Material supplied =>
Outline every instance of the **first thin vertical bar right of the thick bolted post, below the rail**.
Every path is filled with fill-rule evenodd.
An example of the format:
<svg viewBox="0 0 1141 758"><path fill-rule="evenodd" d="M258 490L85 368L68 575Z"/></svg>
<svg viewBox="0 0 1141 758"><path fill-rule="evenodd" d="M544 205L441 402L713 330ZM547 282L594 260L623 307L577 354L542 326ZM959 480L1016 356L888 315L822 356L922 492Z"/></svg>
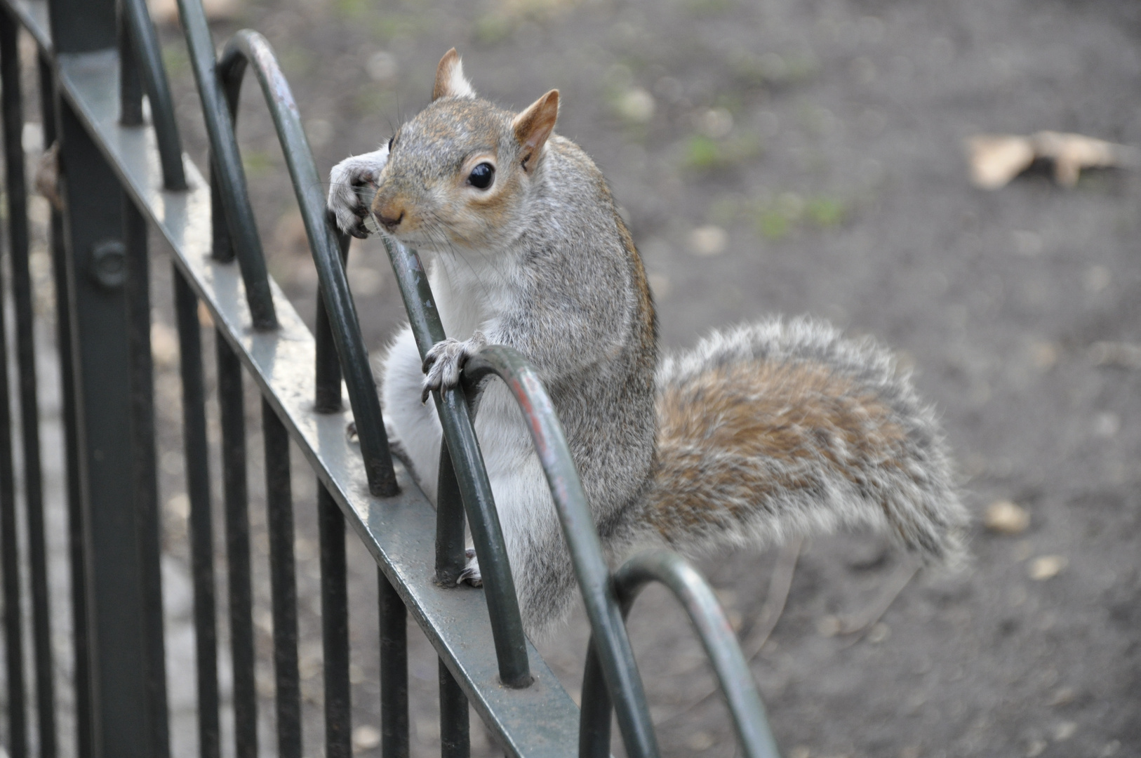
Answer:
<svg viewBox="0 0 1141 758"><path fill-rule="evenodd" d="M183 373L183 440L186 490L191 500L191 567L194 576L194 639L197 656L199 748L217 758L218 637L215 621L213 530L210 519L210 470L207 449L205 385L202 378L202 328L199 300L177 267L175 312Z"/></svg>

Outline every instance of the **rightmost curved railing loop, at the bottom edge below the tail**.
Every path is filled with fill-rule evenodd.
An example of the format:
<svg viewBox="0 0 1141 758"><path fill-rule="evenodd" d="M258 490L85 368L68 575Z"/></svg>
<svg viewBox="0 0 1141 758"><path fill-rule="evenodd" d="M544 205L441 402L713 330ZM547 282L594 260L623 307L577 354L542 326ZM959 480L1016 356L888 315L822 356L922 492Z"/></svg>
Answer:
<svg viewBox="0 0 1141 758"><path fill-rule="evenodd" d="M688 561L670 550L650 550L623 564L614 573L614 588L623 618L630 613L630 606L642 588L655 581L673 592L693 621L721 684L744 755L747 758L779 758L764 716L764 705L733 627L709 582ZM610 695L604 674L592 637L582 683L580 758L605 758L610 753Z"/></svg>

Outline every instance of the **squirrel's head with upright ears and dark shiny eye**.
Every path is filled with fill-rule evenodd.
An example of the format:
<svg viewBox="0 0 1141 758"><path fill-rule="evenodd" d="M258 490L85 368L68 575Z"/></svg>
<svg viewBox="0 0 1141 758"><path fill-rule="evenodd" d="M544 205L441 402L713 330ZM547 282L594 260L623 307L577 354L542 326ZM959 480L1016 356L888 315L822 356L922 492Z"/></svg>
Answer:
<svg viewBox="0 0 1141 758"><path fill-rule="evenodd" d="M553 89L521 113L479 99L452 48L436 70L431 104L388 143L372 201L377 220L426 250L505 245L523 231L558 111Z"/></svg>

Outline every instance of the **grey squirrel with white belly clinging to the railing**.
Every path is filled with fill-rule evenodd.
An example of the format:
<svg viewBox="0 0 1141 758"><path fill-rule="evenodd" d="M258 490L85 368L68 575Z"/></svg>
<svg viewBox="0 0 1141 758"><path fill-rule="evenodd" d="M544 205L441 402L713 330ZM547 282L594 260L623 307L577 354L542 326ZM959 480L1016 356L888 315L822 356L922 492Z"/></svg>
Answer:
<svg viewBox="0 0 1141 758"><path fill-rule="evenodd" d="M386 424L429 500L442 440L429 393L501 344L550 393L610 559L654 542L694 554L856 525L929 563L960 559L966 511L944 435L885 348L770 318L659 357L641 258L599 169L553 132L558 111L558 90L520 113L480 99L453 48L431 103L331 172L343 232L365 237L372 221L426 257L450 334L421 361L405 324L380 361ZM542 634L568 608L574 572L502 382L484 393L476 434L524 624ZM469 556L463 578L478 583Z"/></svg>

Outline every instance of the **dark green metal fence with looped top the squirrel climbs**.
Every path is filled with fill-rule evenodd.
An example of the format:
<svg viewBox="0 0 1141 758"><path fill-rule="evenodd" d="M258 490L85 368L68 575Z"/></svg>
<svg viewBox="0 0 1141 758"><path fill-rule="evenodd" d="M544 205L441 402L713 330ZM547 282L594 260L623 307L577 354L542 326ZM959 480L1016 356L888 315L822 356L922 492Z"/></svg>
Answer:
<svg viewBox="0 0 1141 758"><path fill-rule="evenodd" d="M221 55L200 0L178 0L210 139L210 178L184 156L155 30L144 0L0 0L6 196L13 308L0 282L0 551L7 751L81 758L169 755L160 511L155 467L147 235L173 250L194 588L197 721L219 756L218 608L200 305L216 336L234 752L259 755L254 686L246 432L242 376L261 394L273 604L277 745L301 755L290 440L319 481L325 756L353 753L346 522L379 570L382 755L408 755L406 619L439 656L443 756L468 755L468 703L509 756L606 756L612 712L630 756L657 744L623 623L647 582L693 619L744 755L776 756L748 667L712 591L680 557L653 553L612 573L550 400L526 360L489 347L461 388L436 393L444 427L438 509L394 466L345 275L348 240L324 212L322 183L290 88L265 39L234 35ZM66 460L76 729L59 734L39 438L32 280L17 37L37 46L44 145L57 145L62 202L51 211L57 349ZM317 268L316 334L267 275L234 136L252 70L276 127ZM144 107L149 103L149 119ZM386 241L421 353L444 338L414 250ZM15 314L15 329L3 323ZM23 497L17 499L7 336L15 333ZM523 634L491 486L468 402L499 377L519 401L551 486L591 624L582 711ZM342 379L350 409L342 408ZM346 435L356 422L359 446ZM18 513L18 506L23 511ZM464 523L484 591L455 591ZM21 549L26 555L21 555ZM426 567L435 566L435 576ZM30 588L30 602L22 597ZM24 638L23 610L32 639ZM25 651L25 648L31 648ZM29 677L27 672L32 676ZM34 703L32 694L34 693ZM29 716L34 713L34 726ZM34 732L32 731L34 729Z"/></svg>

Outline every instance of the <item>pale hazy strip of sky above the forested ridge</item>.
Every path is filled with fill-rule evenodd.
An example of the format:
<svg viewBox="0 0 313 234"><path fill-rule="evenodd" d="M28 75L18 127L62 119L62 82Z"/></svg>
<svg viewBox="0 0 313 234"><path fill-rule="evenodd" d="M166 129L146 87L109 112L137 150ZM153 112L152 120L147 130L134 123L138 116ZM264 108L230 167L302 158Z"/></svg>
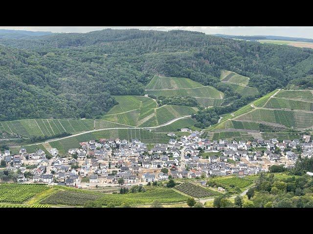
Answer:
<svg viewBox="0 0 313 234"><path fill-rule="evenodd" d="M301 38L312 38L313 39L313 27L309 26L22 26L22 27L5 27L0 26L0 29L15 29L15 30L29 30L29 31L49 31L54 33L86 33L90 31L101 30L105 28L112 29L129 29L129 28L138 28L145 30L162 30L168 31L173 29L182 29L190 31L199 31L206 34L229 34L229 35L271 35L271 36L286 36L286 37L301 37Z"/></svg>

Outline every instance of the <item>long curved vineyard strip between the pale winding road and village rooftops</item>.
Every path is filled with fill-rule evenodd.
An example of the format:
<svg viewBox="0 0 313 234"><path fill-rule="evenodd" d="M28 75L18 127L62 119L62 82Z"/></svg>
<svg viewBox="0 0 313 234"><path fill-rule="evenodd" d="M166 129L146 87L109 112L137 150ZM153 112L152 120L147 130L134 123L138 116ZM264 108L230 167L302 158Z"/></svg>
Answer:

Goal of the exercise => Find every line above that contains the word "railing", and return each one.

Result of the exercise =>
Outline every instance of the **rightmost curved railing loop, at the bottom edge below the tail**.
Outline every instance of the **grey squirrel with white belly clinging to the railing**.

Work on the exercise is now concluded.